**PROMPT 1**
List the graining patterns that the passage on the 2014 Yaris design names for the central dashboard panel.
**PROMPT 2**
Continue the passage on the 2014 Yaris design from its last sentence.

At the rear, a new bumper design gives the appearance of a broad, lower stance, with an integral diffuser adding to the car’s more sporting, self-confident road presence.

The lamp clusters feature a new LED graphic which adds to new Yaris’s personality, using light-guide technology to create a unique lighting signature.

The introduction of the new 2014 Yaris sees all versions – petrol, diesel and hybrid – sharing the same overall styling, with just a few subtle cues identifying each powertrain.

Elvio D’Aprile said: “The fact this project was managed entirely in Europe helped the final design enormously. We were able to hold daily discussions with engineering and product planning. Design elements that would normally have been rejected because they were incompatible with some preconception abut technical specifications, suddenly became negotiable. As a result were able to really carry our vision through from first proposals to the final car.”

Interior design

Pierre Romeo was in charge of the interior design for the new 2014 Yaris. He said: “The design is the result of three main objectives drawn from customer feedback. First, to enhance the feeling of roominess and dynamism in the cabin. Second to improve the sensory quality of the environment. And third, to combine an overall visual simplification with better colour variation and more sophisticated finishes.

The upper instrument panel has been made thinner, giving the dashboard a stronger horizontal line, and the upper surface of the driver’s instrument binnacle has been restyled to give a slimmer appearance. In conjunction with these changes, the door panel has also been redesigned with a more fluid look, a larger soft-touch area and greater functionality.

The centre console has been raised by 23mm so that the length of the gear lever can be reduced by 30mm, improving the ergonomics of gear changes. A closed storage area has also been added to the console.

Adopting the new Toyota Touch 2 multimedia systems has brought an increase in the size of the central touchscreen from 6.1 to seven inches, adding more visual emphasis to one of the features that sets Yaris apart.

The upper instrument panel has a new grain effect that has a better tactile quality and less glossy appearance. It is complemented by a thicker trim band.

Yaris’s trademark sculpted central dashboard panel has gained thicker soft padding and its surface is now made of PVC. Different graining patterns – Animal, Technical or Geometrical – are used according to model grade.

Around the cabin the soft-touch finishes cover a greater area. Throughout, the previous bright chrome trim has been replaced by a satin finish that gives a more modern and sophisticated appearance.

[Excerpts of location labeling data]
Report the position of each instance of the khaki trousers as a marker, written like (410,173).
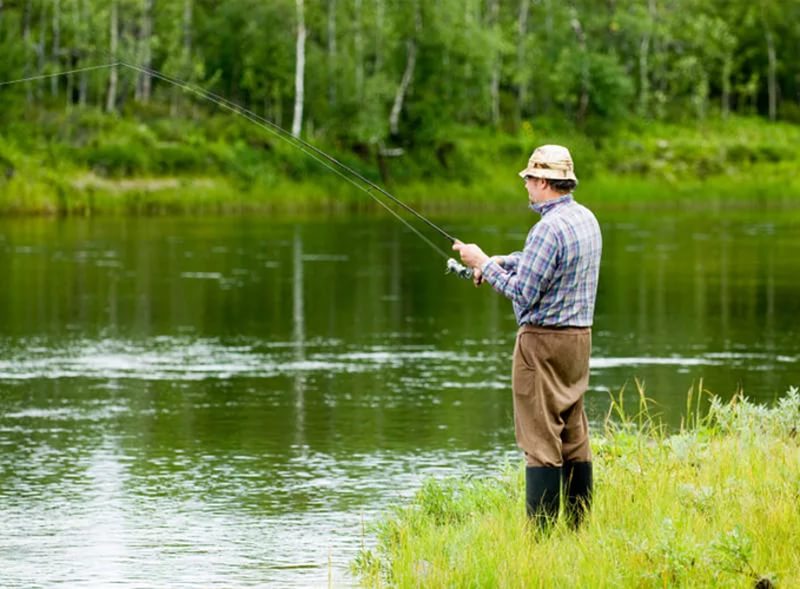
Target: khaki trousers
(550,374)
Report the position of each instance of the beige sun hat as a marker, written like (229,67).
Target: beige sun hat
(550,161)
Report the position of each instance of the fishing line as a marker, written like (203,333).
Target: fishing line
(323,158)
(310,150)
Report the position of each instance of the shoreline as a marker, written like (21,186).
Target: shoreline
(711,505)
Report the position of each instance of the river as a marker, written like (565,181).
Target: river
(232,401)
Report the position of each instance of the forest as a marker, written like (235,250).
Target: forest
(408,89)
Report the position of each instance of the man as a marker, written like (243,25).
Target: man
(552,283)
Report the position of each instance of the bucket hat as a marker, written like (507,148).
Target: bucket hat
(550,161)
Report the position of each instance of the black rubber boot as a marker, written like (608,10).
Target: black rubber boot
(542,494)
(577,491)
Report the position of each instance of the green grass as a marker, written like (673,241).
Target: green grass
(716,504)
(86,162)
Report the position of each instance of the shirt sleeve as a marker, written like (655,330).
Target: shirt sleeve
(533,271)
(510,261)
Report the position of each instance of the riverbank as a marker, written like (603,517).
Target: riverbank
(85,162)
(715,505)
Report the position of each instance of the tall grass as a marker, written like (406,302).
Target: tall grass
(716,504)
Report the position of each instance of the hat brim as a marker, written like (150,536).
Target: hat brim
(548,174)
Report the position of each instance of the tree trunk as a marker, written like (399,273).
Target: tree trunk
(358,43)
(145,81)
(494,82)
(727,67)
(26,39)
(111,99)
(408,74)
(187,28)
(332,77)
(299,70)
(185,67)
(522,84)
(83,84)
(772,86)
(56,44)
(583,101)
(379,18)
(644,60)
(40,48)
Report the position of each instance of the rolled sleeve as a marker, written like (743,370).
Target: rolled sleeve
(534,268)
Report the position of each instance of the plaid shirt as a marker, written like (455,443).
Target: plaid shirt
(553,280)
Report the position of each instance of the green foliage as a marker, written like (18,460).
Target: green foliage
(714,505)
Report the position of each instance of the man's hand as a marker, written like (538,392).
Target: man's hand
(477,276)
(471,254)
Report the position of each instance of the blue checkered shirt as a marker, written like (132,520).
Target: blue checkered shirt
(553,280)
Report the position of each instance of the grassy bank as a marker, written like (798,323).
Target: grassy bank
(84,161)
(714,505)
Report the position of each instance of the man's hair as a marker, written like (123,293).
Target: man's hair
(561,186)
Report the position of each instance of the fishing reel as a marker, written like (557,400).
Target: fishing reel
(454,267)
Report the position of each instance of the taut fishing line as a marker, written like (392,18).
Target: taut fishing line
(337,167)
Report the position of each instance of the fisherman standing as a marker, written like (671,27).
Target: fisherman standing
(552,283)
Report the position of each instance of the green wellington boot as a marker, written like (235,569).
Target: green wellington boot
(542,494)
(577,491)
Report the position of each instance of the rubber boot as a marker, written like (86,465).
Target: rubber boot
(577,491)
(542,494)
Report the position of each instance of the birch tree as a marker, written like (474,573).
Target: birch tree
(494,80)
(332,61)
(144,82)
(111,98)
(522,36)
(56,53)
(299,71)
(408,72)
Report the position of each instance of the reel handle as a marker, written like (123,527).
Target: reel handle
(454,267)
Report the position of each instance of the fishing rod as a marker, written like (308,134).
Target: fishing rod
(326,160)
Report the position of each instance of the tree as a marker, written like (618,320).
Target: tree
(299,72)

**TASK ANSWER 1**
Animal, Technical, Geometrical

**TASK ANSWER 2**
All-new seat trims are provided, with a new fabric pattern and colour for each grade. The differentiation between the grades has been strengthened with the addition of new interior colour schemes, with red, tan and black joining the established grey and dark grey.


  • Improved handling and greater comfort
  • New torsion beam
  • Shock absorber and steering modifications

The new 2014 Yaris features comprehensive, customer feedback-driven improvements to its ride comfort and handling, and significant reduction in NVH. Serkan Karaman, senior project manager, said: “For the first time in the history of the R&D division in Europe, we have taken the initiative and made important changes to the platform with regard to vehicle dynamics that go way beyond the boundaries of a facelift.”

Improved ride comfort and handling

The new 2014 Yaris has a more rigid upper and lower body structure, which offers a more direct and linear response to steering inputs. At the same time, it delivers a more comfortable ride and maintains balanced body control.

Front-end rigidity has been increased thanks to the use of a new windscreen bonding material and thicker dashboard bulkhead. The instrument panel beam and its connections to the dashboard and central tunnel have been stiffened to improve steering response.

Central and rear body rigidity have also been increased, with 36 additional weld sports, redesigned tunnel bracing to add rigidity to the vehicle floor, a redesigned wheelhouse area, and a reinforced rear bumper attachment to reduce body roll deformation.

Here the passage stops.